Stored items:
+ + + + + + +
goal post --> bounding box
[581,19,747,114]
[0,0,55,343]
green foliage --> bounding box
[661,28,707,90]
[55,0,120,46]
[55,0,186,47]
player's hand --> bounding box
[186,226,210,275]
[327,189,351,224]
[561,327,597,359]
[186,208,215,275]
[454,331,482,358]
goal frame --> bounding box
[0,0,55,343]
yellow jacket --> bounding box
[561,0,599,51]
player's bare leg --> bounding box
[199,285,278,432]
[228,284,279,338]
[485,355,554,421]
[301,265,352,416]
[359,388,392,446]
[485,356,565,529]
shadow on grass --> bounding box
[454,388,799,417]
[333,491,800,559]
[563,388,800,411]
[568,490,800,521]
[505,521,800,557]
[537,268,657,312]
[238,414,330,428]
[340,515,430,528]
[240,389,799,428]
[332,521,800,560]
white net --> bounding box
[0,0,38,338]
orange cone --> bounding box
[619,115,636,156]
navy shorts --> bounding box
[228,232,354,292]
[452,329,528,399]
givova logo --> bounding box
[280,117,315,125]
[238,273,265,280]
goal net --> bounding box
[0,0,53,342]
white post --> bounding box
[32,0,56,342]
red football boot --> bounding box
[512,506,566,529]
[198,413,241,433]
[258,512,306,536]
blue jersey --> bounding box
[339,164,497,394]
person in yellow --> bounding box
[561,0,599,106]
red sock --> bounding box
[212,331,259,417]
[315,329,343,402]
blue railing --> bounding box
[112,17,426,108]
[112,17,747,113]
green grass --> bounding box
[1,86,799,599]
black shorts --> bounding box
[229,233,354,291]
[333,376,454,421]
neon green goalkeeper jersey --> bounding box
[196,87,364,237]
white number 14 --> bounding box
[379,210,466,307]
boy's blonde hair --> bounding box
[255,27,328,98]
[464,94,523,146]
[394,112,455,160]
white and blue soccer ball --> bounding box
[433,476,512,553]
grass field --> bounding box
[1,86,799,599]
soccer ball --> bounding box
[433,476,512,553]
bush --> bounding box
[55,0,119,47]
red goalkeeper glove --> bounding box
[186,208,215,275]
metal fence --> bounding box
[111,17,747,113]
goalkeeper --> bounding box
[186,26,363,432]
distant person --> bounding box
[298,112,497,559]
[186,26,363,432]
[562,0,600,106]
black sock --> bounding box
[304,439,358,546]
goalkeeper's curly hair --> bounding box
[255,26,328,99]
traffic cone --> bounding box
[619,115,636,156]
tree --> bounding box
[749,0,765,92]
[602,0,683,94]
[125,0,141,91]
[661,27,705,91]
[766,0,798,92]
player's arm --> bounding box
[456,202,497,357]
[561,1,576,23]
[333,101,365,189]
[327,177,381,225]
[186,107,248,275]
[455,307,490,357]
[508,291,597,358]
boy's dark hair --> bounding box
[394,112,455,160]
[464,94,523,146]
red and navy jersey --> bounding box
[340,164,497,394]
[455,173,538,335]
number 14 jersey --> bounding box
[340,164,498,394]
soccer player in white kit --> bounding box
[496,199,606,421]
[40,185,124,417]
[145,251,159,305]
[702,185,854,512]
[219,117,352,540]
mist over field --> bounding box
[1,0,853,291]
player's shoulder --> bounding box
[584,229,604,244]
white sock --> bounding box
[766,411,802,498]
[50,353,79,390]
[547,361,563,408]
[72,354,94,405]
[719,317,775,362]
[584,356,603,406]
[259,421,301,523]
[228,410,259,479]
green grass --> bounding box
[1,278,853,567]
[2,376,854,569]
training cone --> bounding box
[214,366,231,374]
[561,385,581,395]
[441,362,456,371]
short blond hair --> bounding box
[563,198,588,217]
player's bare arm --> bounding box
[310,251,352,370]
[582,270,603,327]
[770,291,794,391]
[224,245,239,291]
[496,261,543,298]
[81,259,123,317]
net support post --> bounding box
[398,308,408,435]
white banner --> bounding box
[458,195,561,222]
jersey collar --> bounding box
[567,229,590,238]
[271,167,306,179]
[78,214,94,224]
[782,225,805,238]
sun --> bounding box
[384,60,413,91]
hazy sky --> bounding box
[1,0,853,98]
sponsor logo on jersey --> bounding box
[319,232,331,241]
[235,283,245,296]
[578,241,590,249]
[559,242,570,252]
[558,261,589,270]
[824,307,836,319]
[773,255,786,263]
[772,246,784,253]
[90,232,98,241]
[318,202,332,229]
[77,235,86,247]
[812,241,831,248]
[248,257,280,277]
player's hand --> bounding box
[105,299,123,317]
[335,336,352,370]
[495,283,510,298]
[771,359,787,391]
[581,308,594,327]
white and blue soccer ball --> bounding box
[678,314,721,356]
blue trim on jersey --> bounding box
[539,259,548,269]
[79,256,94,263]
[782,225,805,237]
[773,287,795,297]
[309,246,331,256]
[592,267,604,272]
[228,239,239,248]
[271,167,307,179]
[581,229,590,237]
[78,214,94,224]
+ + + + + + +
**ACTION ITEM**
Give back all of the entries exactly as written.

**RESULT**
goal post --> bounding box
[581,19,747,114]
[0,0,55,343]
green foliage --> bounding box
[661,28,707,90]
[55,0,120,46]
[55,0,186,47]
player's hand --> bounding box
[186,226,210,275]
[327,189,351,224]
[561,327,597,359]
[186,208,215,275]
[454,331,482,358]
goal frame --> bounding box
[0,0,55,343]
yellow jacket --> bounding box
[561,0,599,51]
player's bare leg --> bounding box
[199,285,278,432]
[228,284,279,338]
[485,355,554,421]
[301,265,352,416]
[359,388,392,446]
[485,356,565,529]
shadow on grass --> bounding box
[454,388,799,417]
[333,491,800,559]
[563,388,800,411]
[568,490,800,521]
[505,521,800,557]
[537,268,657,312]
[238,414,330,428]
[340,515,430,528]
[240,389,799,428]
[332,521,800,560]
white net --> bounding box
[0,0,38,338]
orange cone --> bounding box
[619,115,636,156]
navy shorts --> bounding box
[228,232,354,292]
[452,329,528,399]
givova logo --> bounding box
[280,117,315,125]
[238,273,265,280]
goal net --> bounding box
[0,0,53,342]
white post --> bounding box
[32,0,56,342]
red football boot --> bounding box
[512,506,566,529]
[198,413,241,433]
[258,512,306,536]
blue jersey --> bounding box
[339,164,497,394]
person in yellow --> bounding box
[561,0,599,106]
red sock --> bounding box
[212,331,259,417]
[315,329,343,402]
blue railing --> bounding box
[112,17,426,108]
[112,17,747,113]
green grass --> bounding box
[1,86,799,599]
black shorts --> bounding box
[229,233,354,291]
[333,376,454,421]
neon green goalkeeper jersey --> bounding box
[196,87,364,237]
white number 14 --> bounding box
[379,210,466,307]
boy's blonde hair --> bounding box
[255,27,328,98]
[464,94,523,146]
[394,112,455,160]
white and blue soccer ball --> bounding box
[433,476,512,553]
grass field --> bounding box
[1,86,799,599]
soccer ball --> bounding box
[433,476,512,553]
bush --> bounding box
[55,0,119,47]
red goalkeeper glove --> bounding box
[186,208,215,275]
metal fence --> bounding box
[111,17,747,113]
goalkeeper --> bounding box
[186,26,363,432]
distant person --> bounding box
[298,112,497,559]
[186,26,363,432]
[562,0,600,106]
black sock --> bounding box
[304,439,358,546]
goalkeeper's curly hair --> bounding box
[255,26,328,99]
traffic cone --> bounding box
[619,115,636,156]
tree --> bounding box
[749,0,765,92]
[602,0,683,94]
[125,0,141,91]
[661,27,705,91]
[766,0,798,92]
player's arm --> bounding box
[456,202,497,357]
[561,1,576,23]
[333,101,365,189]
[327,177,381,225]
[186,107,248,275]
[455,307,490,357]
[508,291,597,358]
boy's dark hair --> bounding box
[394,112,455,160]
[464,94,523,146]
red and navy jersey --> bounding box
[340,164,497,394]
[455,173,538,335]
number 14 jersey --> bounding box
[340,164,498,394]
soccer player in white kit --> bounding box
[496,199,606,421]
[40,185,124,417]
[145,251,159,305]
[702,185,854,512]
[219,117,352,540]
mist over field --> bounding box
[1,0,853,291]
player's shoulder --> bounding box
[584,229,604,244]
white sock --> bounding box
[766,411,802,498]
[50,353,79,390]
[547,361,563,408]
[72,354,94,405]
[719,317,775,362]
[584,356,603,406]
[259,421,301,523]
[228,410,259,479]
green grass --> bounding box
[1,278,853,567]
[2,376,854,569]
training cone --> bounding box
[214,366,231,374]
[561,385,581,395]
[441,362,456,371]
short blond hair --> bounding box
[563,198,588,217]
player's bare arm --> bounding box
[310,251,352,370]
[582,270,603,327]
[770,291,794,391]
[224,245,239,291]
[496,261,543,298]
[81,259,123,317]
net support post --> bounding box
[398,308,408,435]
white banner --> bounding box
[458,195,561,222]
jersey collar --> bounding box
[567,229,590,238]
[271,167,306,179]
[78,214,94,224]
[782,225,805,238]
sun --> bounding box
[384,60,413,91]
hazy sky --> bounding box
[1,0,853,98]
sponsor logo on jersey --> bounding box
[319,232,331,241]
[235,283,245,296]
[578,241,590,249]
[559,242,570,252]
[558,261,589,270]
[824,307,836,319]
[773,255,786,263]
[772,246,784,253]
[90,232,98,241]
[318,202,332,229]
[77,235,86,247]
[812,241,831,248]
[248,257,280,277]
player's hand --> bounding box
[105,299,123,317]
[335,336,352,370]
[495,283,510,298]
[771,359,787,391]
[581,308,594,327]
white and blue soccer ball --> bounding box
[678,314,721,356]
blue trim on jersey --> bounding box
[539,259,548,269]
[79,256,94,263]
[782,225,805,237]
[773,287,795,297]
[309,246,331,256]
[592,267,604,272]
[228,239,239,248]
[271,167,307,179]
[581,229,590,237]
[78,214,94,224]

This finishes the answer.